→ **WHAT THE TASK ASKS**
Without copying any pictures, restate exactly the lines from the start of the records through the line containing "Target: street lamp post".

→ **MATERIAL FOR THE TASK**
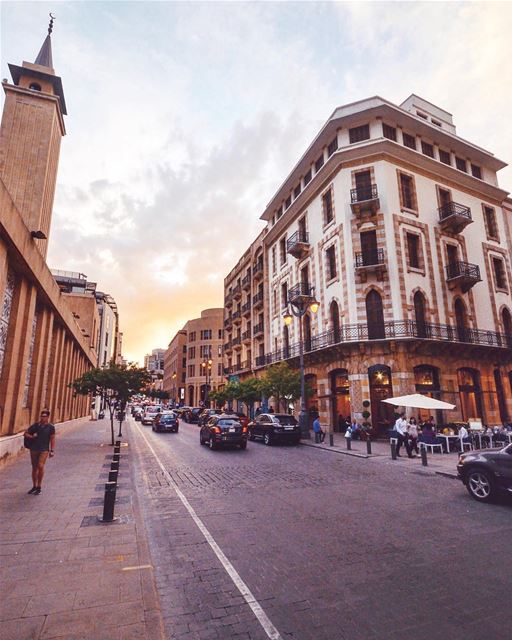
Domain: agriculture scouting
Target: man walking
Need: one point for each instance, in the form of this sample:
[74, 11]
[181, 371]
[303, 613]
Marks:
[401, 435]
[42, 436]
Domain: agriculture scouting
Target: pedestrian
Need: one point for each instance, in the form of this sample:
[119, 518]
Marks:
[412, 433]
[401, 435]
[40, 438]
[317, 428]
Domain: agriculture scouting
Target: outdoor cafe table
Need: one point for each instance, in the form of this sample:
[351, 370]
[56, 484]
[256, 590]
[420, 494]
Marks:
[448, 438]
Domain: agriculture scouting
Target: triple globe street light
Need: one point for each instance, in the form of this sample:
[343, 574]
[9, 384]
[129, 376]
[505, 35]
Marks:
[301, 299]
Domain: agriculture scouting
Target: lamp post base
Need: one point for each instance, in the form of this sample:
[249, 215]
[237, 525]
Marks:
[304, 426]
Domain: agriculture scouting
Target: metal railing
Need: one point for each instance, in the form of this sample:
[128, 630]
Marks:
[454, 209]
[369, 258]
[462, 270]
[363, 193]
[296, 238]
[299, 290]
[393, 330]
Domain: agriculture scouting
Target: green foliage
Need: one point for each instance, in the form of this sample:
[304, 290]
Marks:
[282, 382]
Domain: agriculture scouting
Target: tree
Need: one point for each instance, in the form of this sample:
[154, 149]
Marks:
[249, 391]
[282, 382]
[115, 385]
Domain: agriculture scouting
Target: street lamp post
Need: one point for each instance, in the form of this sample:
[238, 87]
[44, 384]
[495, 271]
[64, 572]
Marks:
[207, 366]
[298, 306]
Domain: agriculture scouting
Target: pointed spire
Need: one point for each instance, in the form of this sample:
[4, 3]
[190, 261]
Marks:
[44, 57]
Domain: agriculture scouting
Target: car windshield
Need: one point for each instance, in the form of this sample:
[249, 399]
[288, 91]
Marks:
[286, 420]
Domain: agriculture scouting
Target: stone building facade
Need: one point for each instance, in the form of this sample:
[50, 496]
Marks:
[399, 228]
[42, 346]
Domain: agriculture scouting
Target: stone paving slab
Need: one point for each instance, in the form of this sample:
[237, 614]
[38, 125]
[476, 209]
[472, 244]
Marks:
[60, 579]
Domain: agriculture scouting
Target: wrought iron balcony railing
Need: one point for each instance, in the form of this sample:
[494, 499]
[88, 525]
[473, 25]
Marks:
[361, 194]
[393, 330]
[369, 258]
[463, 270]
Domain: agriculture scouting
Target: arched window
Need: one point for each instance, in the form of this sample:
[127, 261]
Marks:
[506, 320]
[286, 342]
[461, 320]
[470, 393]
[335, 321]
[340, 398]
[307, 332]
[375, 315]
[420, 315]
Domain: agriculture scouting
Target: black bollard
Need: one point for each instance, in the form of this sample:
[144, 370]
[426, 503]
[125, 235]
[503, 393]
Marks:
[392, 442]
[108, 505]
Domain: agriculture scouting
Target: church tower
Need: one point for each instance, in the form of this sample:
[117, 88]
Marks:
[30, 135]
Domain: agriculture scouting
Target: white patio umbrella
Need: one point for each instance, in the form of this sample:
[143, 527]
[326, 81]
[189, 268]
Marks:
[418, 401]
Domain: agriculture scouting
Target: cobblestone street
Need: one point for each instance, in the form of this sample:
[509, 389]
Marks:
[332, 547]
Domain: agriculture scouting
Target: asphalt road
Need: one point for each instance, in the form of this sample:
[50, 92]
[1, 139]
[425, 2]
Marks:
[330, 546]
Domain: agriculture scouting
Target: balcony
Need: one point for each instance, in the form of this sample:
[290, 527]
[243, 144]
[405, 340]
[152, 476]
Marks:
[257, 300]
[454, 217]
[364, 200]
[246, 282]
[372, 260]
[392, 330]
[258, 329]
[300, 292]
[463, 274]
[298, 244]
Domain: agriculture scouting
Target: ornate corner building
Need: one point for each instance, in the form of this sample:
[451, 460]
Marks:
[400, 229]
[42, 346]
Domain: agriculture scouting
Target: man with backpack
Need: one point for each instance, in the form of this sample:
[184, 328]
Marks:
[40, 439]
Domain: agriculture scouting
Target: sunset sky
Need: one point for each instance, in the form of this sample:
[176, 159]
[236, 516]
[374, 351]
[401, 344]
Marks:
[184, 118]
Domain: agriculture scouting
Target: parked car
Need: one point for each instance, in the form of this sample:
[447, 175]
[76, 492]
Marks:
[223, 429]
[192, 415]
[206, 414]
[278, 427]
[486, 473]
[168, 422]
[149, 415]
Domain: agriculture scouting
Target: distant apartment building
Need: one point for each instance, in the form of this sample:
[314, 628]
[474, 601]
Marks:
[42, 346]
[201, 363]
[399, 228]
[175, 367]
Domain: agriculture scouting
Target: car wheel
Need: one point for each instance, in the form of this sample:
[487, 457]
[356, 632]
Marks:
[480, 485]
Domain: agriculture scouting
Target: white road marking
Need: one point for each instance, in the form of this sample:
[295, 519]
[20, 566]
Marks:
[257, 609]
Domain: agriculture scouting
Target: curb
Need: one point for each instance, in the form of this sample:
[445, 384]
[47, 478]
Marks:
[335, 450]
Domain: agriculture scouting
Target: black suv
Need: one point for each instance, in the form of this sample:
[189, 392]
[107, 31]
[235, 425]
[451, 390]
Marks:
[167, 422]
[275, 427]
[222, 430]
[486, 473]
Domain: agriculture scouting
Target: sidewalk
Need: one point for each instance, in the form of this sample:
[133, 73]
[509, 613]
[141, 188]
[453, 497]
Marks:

→ **TASK RESULT**
Domain: agriculture scouting
Target: man walking
Need: one point for each instance, in the form of this sample:
[74, 11]
[181, 371]
[303, 613]
Marks:
[401, 435]
[42, 436]
Domain: agriculture scouting
Target: pedestrian
Need: one point for each instance, in the form of this sample:
[119, 518]
Marks:
[412, 433]
[401, 435]
[40, 438]
[317, 428]
Domain: agriculture scouting
Target: outdoor cafe table
Need: one point for each instance, in the form of this sample:
[351, 370]
[56, 484]
[256, 590]
[420, 494]
Marks:
[448, 438]
Domain: agriculture scouting
Target: triple globe street light
Need: one point for each instance, in the form of this sample:
[343, 574]
[9, 384]
[129, 376]
[505, 35]
Marks:
[301, 299]
Domain: agriculture scouting
Target: lamp post base
Need: one point for each instance, in the form of this sample:
[249, 215]
[237, 525]
Marks:
[304, 426]
Domain: agriculture scouting
Target: metal railing
Need: one point for each instance, in the form of this sample:
[128, 630]
Marks:
[454, 209]
[369, 258]
[462, 270]
[363, 193]
[296, 238]
[299, 290]
[393, 330]
Domain: agriculture scouting
Target: green foliage
Need: one point for each instance, in the form of this sample:
[304, 290]
Marks:
[282, 382]
Domain: agriculture scouting
Target: tree
Need: one point for each instance, in the form of this sample:
[154, 149]
Marks:
[249, 391]
[282, 382]
[115, 385]
Domain: agriculture scouting
Target: street lamp post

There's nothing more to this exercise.